== Task material ==
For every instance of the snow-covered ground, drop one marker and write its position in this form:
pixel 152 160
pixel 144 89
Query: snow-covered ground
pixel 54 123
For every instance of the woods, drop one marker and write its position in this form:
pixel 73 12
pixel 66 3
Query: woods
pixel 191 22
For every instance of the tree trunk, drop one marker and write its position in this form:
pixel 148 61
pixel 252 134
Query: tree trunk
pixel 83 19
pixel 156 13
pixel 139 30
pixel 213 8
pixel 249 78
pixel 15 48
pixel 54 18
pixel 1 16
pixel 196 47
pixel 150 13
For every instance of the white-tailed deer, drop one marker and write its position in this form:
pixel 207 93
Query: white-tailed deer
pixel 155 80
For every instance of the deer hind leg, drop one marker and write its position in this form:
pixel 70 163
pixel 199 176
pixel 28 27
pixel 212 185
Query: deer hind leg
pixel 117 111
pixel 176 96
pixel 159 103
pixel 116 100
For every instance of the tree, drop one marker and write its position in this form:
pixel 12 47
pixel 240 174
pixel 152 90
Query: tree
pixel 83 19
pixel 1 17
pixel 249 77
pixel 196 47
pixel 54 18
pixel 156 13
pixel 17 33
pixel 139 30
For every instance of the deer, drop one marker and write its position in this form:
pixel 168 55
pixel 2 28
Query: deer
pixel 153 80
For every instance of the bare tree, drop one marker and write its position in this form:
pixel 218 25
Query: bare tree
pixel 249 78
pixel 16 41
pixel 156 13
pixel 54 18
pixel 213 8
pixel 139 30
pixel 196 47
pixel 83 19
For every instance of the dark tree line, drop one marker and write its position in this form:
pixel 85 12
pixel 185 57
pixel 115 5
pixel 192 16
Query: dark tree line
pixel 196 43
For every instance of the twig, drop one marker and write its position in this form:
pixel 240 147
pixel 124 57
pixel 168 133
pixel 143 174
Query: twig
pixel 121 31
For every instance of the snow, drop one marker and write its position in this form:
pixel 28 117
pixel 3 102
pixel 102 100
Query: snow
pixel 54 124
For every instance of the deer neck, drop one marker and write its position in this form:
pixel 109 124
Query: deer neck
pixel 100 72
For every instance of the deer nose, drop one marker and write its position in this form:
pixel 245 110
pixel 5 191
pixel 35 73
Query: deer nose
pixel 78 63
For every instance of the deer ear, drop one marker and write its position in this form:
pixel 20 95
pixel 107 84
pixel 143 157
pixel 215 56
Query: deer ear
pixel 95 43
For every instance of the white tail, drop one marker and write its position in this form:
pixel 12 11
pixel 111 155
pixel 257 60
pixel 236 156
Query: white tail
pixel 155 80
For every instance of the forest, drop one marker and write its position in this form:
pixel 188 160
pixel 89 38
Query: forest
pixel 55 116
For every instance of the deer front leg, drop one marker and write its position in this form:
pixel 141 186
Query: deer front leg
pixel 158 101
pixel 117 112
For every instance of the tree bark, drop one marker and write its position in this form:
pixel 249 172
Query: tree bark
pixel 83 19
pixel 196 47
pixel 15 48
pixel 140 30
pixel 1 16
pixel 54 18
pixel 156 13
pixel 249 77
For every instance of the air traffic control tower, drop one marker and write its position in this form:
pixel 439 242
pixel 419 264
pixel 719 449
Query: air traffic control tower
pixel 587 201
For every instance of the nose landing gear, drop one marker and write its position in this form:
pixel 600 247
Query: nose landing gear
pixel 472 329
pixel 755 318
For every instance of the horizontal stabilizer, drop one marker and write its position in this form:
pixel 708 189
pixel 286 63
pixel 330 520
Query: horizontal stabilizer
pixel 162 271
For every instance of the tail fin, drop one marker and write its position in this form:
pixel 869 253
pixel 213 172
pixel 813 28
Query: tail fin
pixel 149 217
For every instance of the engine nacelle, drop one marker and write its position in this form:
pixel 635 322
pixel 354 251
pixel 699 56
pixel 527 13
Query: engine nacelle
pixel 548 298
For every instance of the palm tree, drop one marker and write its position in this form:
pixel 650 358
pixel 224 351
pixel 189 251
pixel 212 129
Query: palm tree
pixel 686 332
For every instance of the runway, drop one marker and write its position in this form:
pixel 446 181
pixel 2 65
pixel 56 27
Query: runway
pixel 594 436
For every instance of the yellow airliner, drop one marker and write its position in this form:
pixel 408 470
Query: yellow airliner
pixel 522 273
===
[Assignment]: Each line from the one containing "pixel 635 322" to the final line above should be written out exactly; please omit the others.

[Answer to this task]:
pixel 635 322
pixel 354 251
pixel 699 56
pixel 527 13
Query: engine nacelle
pixel 548 298
For every instance of the palm tree, drop one marker and write its position in this form:
pixel 650 358
pixel 224 351
pixel 189 251
pixel 212 129
Query: palm tree
pixel 686 332
For every instance of the runway, drop one marker and write its position in this form:
pixel 446 181
pixel 2 65
pixel 56 27
Query: runway
pixel 594 436
For every instance of the yellow airliner, drop one marker and write its position in this form:
pixel 408 470
Query: yellow airliner
pixel 522 273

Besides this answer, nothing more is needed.